§ **Prompt**: Copy every line of the listing exactly.

§ **Input data**:

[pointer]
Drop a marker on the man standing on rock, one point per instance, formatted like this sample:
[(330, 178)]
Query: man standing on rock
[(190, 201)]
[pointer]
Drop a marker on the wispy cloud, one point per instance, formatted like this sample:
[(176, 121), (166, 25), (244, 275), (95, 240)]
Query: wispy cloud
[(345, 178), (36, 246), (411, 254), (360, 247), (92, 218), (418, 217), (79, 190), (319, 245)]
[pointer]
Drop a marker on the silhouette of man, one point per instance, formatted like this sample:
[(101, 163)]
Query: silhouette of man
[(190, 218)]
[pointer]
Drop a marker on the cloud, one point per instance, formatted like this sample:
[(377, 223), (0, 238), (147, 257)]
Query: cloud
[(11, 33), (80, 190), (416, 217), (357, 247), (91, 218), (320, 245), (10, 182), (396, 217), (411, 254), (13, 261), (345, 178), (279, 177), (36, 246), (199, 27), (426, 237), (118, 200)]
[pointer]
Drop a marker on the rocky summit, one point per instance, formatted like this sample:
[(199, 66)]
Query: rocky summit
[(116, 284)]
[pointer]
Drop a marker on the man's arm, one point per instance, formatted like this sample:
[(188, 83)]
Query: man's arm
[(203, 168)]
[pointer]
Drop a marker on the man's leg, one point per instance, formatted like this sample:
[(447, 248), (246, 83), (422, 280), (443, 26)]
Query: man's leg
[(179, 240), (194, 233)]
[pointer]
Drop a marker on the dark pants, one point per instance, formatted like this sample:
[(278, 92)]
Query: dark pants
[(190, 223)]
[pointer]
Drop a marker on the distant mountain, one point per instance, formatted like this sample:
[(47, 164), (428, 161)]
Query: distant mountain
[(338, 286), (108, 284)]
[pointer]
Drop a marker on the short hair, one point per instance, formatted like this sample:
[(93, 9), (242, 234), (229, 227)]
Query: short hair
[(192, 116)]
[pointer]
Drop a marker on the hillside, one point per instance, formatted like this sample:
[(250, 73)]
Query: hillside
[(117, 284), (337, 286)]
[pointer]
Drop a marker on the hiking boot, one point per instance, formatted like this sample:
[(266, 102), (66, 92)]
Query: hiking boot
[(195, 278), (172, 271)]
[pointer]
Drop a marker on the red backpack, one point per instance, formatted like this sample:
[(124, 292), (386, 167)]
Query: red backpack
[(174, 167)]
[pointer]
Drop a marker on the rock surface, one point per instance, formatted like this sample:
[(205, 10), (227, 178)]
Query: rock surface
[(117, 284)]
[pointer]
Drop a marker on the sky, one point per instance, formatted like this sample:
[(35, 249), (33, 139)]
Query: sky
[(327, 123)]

§ **Exercise solution**:
[pointer]
Drop a marker on the man standing on rock, one point per instance, formatted like this sample:
[(330, 178)]
Query: man standing on rock
[(190, 201)]
[pointer]
Drop a marker on the wispy cloud, one point per instance, formatted like this sample:
[(176, 121), (166, 25), (244, 275), (95, 240)]
Query: wispy cloud
[(345, 178), (36, 246), (411, 254), (360, 247), (92, 218), (418, 217), (79, 190), (319, 245)]
[pointer]
Drop a marker on the silhouette of man, one point per instance, formatted like this sample:
[(101, 163)]
Query: silhouette of man
[(190, 218)]
[pointer]
Drop a marker on the cloud, one point per instance, formatted like this sample:
[(377, 223), (0, 238), (147, 257)]
Query: cloud
[(11, 33), (80, 190), (416, 217), (357, 247), (91, 218), (320, 245), (10, 182), (396, 217), (411, 254), (13, 261), (345, 178), (279, 177), (36, 246), (199, 27), (426, 237), (118, 200)]
[pointer]
Drop a marker on the rocky summit, one point per instance, formatted like this sample:
[(199, 66)]
Query: rocky summit
[(116, 284)]
[pointer]
Drop a marker on the man's arm, one point per instance, formatted like this sample:
[(188, 83)]
Query: man's arm
[(203, 168)]
[pointer]
Drop a marker on the man's leg, one point per instance, formatted like this sample:
[(447, 248), (246, 83), (422, 280), (443, 26)]
Query: man's leg
[(179, 240), (194, 233)]
[pointer]
Drop a marker on the dark pants, one point per instance, formatted like this sample:
[(278, 92)]
Query: dark pants
[(190, 223)]
[pointer]
Drop a marker on the distant mountain, one point per instance, formatted like this sample:
[(47, 164), (428, 161)]
Query: distant mountain
[(338, 286), (108, 284)]
[pointer]
Drop a marker on the short hair, one point per instance, formatted like this sample:
[(93, 9), (242, 234), (229, 227)]
Query: short hair
[(192, 116)]
[pointer]
Drop a marker on the hillside, one point per instance, formatted like this sample:
[(250, 73)]
Query: hillside
[(117, 284), (337, 286)]
[pointer]
Drop a marker on the hiking boot, one point per instance, formatted like this sample:
[(266, 102), (66, 92)]
Query: hiking boot
[(195, 278), (172, 271)]
[pointer]
Drop a marker on the red backpack, one point per instance, formatted like this sample:
[(124, 292), (386, 167)]
Query: red backpack
[(174, 167)]
[pointer]
Drop a marker on the rock surface, one point per instance, formatted like this sample:
[(205, 10), (227, 178)]
Query: rock surface
[(117, 284)]
[pointer]
Drop a marker on the sky, one point per instance, formatted like this sample:
[(35, 249), (33, 139)]
Query: sky
[(327, 123)]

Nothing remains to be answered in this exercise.